• [Problem to work on]
Answer these questions using the text on Catterino Cavos below:
1. Under whom did Cavos study?
2. In what year did Emperor Alexander I make Cavos Kapellmeister of Italian and Russian opera?
3. Until what year did The Cossack as Poet stay in the repertory?

• [Text block]
· · · · ·
Catterino Albertovich Cavos (Salvador Cattarin Cavos; Катерино Альбертович Кавос; October 21, 1777 – ) was an Italian composer, organist and conductor who settled in Russia. He played an important role in the history of Russian opera and was the father of Alberto Cavos.

Cavos is celebrated in Russian musical history as the man who composed the opera Ivan Susanin in 1815, 20 years before Mikhail Glinka's opera of the same name. The plot, based on an episode from Russian history, tells the story of the Russian peasant and patriotic hero Ivan Susanin who sacrifices his life for the Tsar by leading astray a group of marauding Poles who were hunting him.

==Early years and family==
Cavos was born in Venice, Italy, on October 21, 1777. His father, Alberto Filippo Cavos (also known as Cavosi), was the Primo Ballerino Assoluto (lead male ballet dancer) and director of the La Fenice theatre in Venice.

Cavos studied under Francesco Bianchi. At the age of twelve, Cavos composed a cantata to celebrate Leopold II's arrival in Venice. At fourteen he was offered the post of organist to St Mark's Basilica, but refused the position, allowing the post to be given to an older, impoverished musician.

==Russian years==
In his early twenties, Cavos accepted a position as conductor of the Italian operatic company Astariti, and traveled with the company to St. Petersburg in 1797. The company was soon disbanded, but Cavos had fallen in love with St. Petersburg, and entered the service of the Imperial Theatres, at first as composer for a French opera troupe with the responsibility to write music for the opera-vaudevilles. In 1803, Emperor Alexander I appointed Cavos as Kapellmeister of Italian and Russian opera, placing him in charge of the Bolshoi Kamenny Theatre. He also served as a professor at the Saint Catherine School, and later occupied the same place in the Smolny Convent.

He began composing his own operas in 1805. These included: Knyaz-nevidimka (The Invisible Prince) (1805), Ilya Bogatyr (Ilya the Hero) (1807), Zephyre et Flore (1808), Ivan Susanin (1815), and The Firebird (1822). He also contributed to the second part of the opera tetralogy Rusalka (1803–1807). The Cossack as Poet, a one-act vaudeville (1812), remained in the repertory until 1852.
· · · · ·
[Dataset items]
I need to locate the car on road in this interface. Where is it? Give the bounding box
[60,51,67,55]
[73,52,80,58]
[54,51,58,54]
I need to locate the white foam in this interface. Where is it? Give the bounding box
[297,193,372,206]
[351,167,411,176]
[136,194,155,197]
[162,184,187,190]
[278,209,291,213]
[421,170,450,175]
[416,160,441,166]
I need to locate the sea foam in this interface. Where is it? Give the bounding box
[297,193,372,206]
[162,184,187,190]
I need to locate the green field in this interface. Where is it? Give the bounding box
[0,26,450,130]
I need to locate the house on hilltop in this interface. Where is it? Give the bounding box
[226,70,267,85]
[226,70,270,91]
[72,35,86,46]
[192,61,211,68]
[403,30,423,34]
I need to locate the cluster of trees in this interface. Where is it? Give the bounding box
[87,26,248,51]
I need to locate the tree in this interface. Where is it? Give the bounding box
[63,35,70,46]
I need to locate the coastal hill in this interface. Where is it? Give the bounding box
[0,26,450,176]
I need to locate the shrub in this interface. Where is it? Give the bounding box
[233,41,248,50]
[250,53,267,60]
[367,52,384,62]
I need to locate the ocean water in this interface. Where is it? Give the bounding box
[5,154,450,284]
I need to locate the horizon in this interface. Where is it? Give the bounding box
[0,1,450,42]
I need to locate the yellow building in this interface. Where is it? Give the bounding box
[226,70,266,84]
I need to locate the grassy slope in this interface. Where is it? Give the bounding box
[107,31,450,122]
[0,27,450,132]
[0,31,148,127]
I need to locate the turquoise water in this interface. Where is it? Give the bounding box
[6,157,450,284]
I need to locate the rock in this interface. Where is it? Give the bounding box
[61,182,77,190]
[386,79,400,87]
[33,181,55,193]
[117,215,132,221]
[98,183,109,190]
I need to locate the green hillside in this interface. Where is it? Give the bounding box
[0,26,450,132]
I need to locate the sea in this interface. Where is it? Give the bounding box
· · · · ·
• [Answer section]
1. Francesco Bianchi
2. 1803
3. 1852